- Collected data entries:
= Beginning of Section =
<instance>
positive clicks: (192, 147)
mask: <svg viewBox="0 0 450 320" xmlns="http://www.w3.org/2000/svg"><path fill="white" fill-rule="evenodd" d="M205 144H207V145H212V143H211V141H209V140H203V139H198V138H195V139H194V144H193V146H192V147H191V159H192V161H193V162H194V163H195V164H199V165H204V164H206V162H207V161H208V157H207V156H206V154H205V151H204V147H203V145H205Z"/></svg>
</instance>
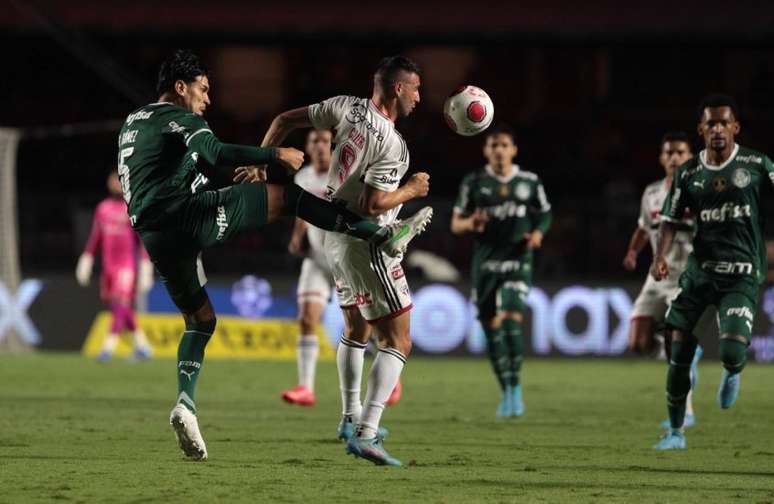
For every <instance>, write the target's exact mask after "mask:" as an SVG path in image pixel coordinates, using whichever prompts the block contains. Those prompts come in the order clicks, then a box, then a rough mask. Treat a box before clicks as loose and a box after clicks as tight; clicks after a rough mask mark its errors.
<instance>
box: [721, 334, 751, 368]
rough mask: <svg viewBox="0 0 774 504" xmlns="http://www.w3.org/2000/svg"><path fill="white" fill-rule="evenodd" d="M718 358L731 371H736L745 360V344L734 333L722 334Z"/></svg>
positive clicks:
= End of Section =
= Beginning of Section =
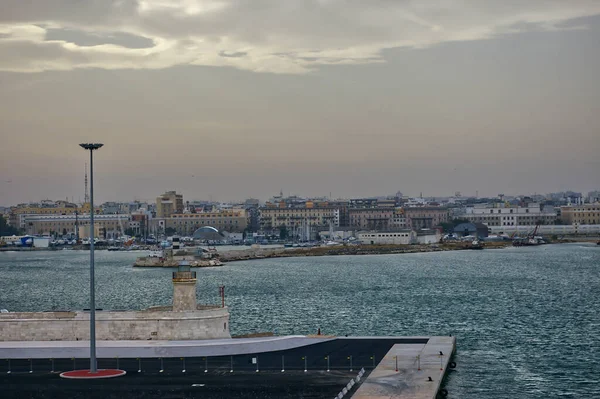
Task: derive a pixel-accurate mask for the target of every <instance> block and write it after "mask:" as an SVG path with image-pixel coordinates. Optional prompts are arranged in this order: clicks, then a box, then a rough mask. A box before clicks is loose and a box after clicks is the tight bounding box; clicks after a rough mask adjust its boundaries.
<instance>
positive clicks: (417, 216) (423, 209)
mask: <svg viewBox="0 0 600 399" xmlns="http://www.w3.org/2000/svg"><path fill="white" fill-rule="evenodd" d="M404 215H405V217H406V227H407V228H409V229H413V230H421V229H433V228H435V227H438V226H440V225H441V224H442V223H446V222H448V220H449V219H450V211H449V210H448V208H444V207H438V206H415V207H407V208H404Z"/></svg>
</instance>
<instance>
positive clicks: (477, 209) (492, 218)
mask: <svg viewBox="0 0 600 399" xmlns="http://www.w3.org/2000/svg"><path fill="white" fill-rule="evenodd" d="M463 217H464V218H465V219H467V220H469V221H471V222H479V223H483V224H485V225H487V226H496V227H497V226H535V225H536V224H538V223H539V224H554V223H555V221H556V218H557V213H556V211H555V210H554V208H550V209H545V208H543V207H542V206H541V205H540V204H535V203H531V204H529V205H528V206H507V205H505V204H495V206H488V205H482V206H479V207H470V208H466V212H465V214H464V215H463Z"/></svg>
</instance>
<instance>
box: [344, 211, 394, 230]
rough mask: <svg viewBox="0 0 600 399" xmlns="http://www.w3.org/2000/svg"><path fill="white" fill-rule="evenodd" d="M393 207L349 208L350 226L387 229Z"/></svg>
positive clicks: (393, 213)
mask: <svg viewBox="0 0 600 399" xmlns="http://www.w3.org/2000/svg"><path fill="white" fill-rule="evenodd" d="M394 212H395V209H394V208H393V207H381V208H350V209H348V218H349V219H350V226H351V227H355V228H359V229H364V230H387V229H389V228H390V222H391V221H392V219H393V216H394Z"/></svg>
= End of Section =
= Beginning of Section =
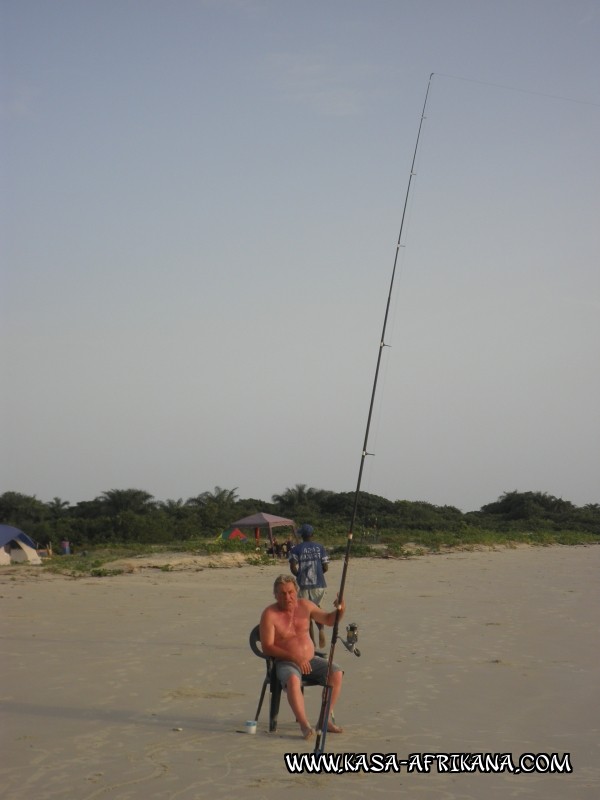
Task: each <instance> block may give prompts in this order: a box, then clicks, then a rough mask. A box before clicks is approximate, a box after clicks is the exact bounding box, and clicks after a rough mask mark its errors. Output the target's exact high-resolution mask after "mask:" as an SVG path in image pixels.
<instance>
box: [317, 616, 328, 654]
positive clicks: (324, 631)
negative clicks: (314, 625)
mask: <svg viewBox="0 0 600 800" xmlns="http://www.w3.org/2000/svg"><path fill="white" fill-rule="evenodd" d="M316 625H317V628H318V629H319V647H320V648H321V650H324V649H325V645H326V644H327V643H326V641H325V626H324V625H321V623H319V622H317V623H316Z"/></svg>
= End of Section =
- HOW TO COMPLETE THIS TASK: Which lines in the data above contain the word "loose"? Report every such line in full.

- RESULT:
For every <instance>, write the target's exact mask after "mask:" as an SVG path in image pixel coordinates, using whichever prompts the block contains. Those prompts come in the order clicks, then a box, then a rough mask. Treat a box before clicks as loose and a box after clicks as tight; clicks after a rough mask mark its errors.
Task: derive a pixel-accurate mask for the target of every <instance> block and write it after "mask:" as an SVG path with image-pixel coordinates. Optional prompts are arranged in this order: clicks, then a box, then a rough mask. A box before clicks is loose and a box after clicks is the tight bounding box; clicks after a rough mask adjust its boundaries.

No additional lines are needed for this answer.